§ Supplied information:
>> START

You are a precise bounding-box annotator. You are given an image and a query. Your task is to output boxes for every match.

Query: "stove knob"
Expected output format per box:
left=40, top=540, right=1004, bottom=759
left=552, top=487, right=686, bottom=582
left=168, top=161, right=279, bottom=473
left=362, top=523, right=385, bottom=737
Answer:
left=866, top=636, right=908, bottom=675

>> END

§ What the exercise asks: Render the lines of the records above as a JSON list of strings, with one string per line and blank lines omitted.

§ Solution for this problem:
[
  "You are a precise bounding-box annotator. You are given an image and a query. Your task is to output boxes for every match.",
  "Query: \"stove knob\"",
  "Expected output format per box:",
  "left=40, top=540, right=1004, bottom=759",
  "left=552, top=487, right=686, bottom=582",
  "left=168, top=161, right=279, bottom=473",
  "left=362, top=523, right=385, bottom=737",
  "Answer:",
  "left=866, top=636, right=908, bottom=675"
]